**What the task requires:**
Rewrite every line of the listing below, from the line containing "the grass verge." through the end, both included, with the requests as well. Multiply each point coordinate by 1.8, round it to a whole number with halves going up, and return only those lines.

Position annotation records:
========
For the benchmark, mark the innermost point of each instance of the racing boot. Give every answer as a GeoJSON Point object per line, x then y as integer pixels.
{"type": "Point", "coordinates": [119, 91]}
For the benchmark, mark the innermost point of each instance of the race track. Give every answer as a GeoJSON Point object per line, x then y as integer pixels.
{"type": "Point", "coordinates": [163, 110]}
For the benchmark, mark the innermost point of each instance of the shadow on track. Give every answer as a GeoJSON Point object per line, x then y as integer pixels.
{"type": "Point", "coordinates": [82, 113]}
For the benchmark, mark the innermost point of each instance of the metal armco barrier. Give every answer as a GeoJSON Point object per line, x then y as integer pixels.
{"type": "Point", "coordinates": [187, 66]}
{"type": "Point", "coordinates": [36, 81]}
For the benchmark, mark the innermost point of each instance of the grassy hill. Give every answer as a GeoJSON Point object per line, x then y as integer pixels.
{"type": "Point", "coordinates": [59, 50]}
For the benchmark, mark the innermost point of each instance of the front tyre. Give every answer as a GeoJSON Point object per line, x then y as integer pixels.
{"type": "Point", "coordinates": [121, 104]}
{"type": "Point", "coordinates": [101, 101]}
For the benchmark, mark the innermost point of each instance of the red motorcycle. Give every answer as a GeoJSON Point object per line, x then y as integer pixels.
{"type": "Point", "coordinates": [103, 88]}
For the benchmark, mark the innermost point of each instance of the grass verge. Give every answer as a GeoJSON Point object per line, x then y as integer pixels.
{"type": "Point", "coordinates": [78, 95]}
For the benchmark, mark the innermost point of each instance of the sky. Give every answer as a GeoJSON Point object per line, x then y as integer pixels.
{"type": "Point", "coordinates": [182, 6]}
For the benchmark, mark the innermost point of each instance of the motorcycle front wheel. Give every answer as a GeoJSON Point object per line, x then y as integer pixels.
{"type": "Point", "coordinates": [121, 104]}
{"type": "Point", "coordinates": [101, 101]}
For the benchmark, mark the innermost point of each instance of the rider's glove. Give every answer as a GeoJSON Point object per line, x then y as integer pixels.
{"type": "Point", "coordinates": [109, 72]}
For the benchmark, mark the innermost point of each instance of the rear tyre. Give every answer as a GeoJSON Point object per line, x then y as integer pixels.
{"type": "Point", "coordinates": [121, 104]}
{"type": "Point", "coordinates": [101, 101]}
========
**The completed task:**
For the benchmark, mark the innermost point of each instance of the grass verge. Give every answer as a GeoJSON Point object per line, x then y as integer pixels.
{"type": "Point", "coordinates": [140, 171]}
For the benchmark, mark the innermost point of each instance of the sky. Give every answer as a GeoJSON Point object per line, x then y as integer pixels.
{"type": "Point", "coordinates": [328, 11]}
For the benchmark, mark the innermost point of each instance of the motorcycle front wheel. Give every answer as a GeoJSON Point object per line, x then y as integer pixels.
{"type": "Point", "coordinates": [218, 187]}
{"type": "Point", "coordinates": [182, 182]}
For the benchmark, mark the innermost point of each instance of the rider's glove. Give every answer as a GeoJSON Point object per line, x then y as integer pixels.
{"type": "Point", "coordinates": [196, 130]}
For the benchmark, mark the innermost point of each instance of the rear tyre. Give every answer as a GeoJSON Point object per line, x then y as integer pixels.
{"type": "Point", "coordinates": [218, 187]}
{"type": "Point", "coordinates": [182, 182]}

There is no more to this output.